%%

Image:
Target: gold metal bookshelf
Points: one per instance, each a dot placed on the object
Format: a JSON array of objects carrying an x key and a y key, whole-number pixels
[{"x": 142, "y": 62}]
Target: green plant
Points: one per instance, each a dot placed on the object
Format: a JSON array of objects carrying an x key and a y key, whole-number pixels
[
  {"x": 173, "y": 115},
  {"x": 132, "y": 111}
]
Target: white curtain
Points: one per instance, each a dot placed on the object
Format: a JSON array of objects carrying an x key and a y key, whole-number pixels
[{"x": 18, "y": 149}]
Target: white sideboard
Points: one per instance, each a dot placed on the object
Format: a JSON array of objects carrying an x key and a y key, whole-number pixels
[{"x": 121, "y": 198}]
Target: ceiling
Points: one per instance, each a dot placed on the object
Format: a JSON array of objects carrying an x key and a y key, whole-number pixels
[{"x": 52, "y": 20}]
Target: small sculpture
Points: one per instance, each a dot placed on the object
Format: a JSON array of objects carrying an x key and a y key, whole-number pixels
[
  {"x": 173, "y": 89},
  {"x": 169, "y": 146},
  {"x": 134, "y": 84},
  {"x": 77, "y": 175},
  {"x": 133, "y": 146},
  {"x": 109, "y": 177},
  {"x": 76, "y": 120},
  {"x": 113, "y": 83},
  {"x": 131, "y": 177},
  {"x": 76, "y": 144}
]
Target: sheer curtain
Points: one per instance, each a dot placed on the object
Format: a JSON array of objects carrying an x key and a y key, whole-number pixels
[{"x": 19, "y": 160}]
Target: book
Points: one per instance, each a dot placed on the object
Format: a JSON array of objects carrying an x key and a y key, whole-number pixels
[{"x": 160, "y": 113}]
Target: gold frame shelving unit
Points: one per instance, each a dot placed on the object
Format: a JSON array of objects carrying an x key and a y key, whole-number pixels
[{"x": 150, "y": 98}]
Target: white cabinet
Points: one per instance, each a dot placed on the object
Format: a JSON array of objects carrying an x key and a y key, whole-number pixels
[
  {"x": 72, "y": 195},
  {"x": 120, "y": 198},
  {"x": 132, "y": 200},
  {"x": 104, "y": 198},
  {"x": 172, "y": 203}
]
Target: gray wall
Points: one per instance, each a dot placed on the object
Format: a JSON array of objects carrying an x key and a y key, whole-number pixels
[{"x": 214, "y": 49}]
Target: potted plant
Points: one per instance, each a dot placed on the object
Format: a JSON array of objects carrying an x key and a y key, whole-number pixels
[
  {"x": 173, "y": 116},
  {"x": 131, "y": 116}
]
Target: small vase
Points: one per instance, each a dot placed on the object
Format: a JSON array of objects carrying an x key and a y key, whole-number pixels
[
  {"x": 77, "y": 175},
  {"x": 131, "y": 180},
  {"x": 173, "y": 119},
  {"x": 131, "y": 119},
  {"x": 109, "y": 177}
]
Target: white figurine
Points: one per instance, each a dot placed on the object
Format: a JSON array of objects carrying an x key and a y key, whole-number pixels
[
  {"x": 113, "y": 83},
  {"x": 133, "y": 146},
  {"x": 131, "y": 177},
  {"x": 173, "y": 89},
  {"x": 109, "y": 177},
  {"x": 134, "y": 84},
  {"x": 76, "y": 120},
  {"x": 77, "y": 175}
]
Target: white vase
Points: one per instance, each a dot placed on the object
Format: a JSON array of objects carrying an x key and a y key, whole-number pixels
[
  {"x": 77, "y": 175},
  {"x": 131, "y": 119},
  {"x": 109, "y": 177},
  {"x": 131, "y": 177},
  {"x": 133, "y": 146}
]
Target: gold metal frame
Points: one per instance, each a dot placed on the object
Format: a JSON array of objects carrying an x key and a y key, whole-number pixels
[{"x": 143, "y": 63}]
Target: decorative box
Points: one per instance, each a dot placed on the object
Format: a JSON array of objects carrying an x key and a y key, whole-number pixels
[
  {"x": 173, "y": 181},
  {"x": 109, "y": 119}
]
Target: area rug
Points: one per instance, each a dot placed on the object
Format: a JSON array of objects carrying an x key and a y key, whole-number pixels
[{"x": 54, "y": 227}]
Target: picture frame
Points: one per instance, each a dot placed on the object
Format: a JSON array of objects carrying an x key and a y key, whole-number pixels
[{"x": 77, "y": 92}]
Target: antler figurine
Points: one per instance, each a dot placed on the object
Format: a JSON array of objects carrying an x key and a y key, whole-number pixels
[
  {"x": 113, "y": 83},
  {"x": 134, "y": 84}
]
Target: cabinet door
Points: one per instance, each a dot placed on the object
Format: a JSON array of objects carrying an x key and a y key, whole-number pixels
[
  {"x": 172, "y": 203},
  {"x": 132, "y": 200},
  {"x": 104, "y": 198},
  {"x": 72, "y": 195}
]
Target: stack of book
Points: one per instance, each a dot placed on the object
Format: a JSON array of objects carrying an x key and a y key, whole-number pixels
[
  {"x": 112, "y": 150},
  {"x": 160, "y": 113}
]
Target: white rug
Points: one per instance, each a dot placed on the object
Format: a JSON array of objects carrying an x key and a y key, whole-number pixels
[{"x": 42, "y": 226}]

%%

§ **Activity**:
Identify every line above with the string "small" in it. Copy those lines.

§ **Answer**:
Target: small sculpture
Target: small vase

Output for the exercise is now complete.